- What the task requires -
Please state how Aso pronounced 基盤 in the kanji passage, according to that passage.

- Text section -
**********
6. Shaking the Foundations

The last one I found is when he pronounced 基盤 meaning "foundation; basis; base" as【きはん】 instead of 【きばん】. This is interesting because the "ban" doesn't seem to be a pronunciation born of necessity (like an "n" shifting to "m" before a consonant as in "nanboku" > "namboku"). There are words in Japanese that are pronounced "kihan":

軌範(P); 規範(P) 【きはん】 (n) model; standard; pattern; norm; criterion; example
羈絆 【きはん】 (n) fetters; shackles; bond; connection
帰阪 【きはん】 (n) returning to Osaka
帰帆 【きはん】 (n,vs) returning sailboat; setting sail for home port

All great words...especially "returning to Osaka"! So instead of criticizing Aso for his screw-ups, as my Japanese coworkers like to do, I should thank him for the vocabulary building!

(Apparently, his blunders have revived an interest in kanji, and a book about commonly mispronounced kanji is flying off the shelves.)
**********
- Recorded data -

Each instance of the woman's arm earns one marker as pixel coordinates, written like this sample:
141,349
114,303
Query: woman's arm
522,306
**********
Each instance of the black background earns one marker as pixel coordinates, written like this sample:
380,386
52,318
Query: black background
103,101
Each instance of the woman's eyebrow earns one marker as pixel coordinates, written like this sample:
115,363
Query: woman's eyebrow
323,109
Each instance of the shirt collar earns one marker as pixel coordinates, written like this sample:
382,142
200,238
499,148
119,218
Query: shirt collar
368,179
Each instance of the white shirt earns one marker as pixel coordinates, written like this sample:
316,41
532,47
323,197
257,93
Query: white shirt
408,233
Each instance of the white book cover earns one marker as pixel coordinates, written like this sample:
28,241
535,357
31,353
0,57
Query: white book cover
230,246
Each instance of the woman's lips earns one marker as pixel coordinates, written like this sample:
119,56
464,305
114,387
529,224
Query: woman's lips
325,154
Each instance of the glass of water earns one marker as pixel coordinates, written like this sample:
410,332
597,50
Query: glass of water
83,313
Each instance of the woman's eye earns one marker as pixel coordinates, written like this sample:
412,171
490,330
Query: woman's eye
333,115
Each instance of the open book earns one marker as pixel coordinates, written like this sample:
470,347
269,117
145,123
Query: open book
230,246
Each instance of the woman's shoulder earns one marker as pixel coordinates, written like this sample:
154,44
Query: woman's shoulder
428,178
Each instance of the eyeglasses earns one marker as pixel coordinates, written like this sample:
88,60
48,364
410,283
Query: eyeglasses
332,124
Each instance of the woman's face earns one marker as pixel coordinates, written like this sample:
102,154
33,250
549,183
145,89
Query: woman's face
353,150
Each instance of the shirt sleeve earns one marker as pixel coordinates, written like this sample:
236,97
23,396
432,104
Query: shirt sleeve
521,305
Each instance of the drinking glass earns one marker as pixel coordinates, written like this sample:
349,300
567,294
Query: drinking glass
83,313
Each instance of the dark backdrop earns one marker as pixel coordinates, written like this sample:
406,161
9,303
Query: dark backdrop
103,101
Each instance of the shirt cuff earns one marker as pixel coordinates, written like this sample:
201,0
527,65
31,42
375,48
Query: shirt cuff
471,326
**********
- The answer -
He pronounced it 【きはん】 instead of 【きばん】.